# EXERCISE:
Filter the data for lines with the word "written", then copy every line so identified.

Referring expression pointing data
━━━━━━━━

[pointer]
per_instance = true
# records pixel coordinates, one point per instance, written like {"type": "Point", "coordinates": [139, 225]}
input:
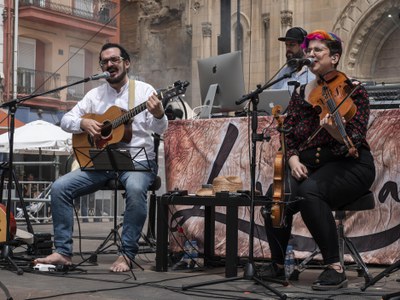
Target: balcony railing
{"type": "Point", "coordinates": [32, 81]}
{"type": "Point", "coordinates": [97, 10]}
{"type": "Point", "coordinates": [76, 92]}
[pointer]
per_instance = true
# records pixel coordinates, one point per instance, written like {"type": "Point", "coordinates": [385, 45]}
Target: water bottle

━━━━━━━━

# PROBLEM SOLUTION:
# records pixel coordinates, one point per instance, written like {"type": "Point", "coordinates": [139, 225]}
# records pixel coordinates, one point per instance, written like {"type": "Point", "coordinates": [385, 45]}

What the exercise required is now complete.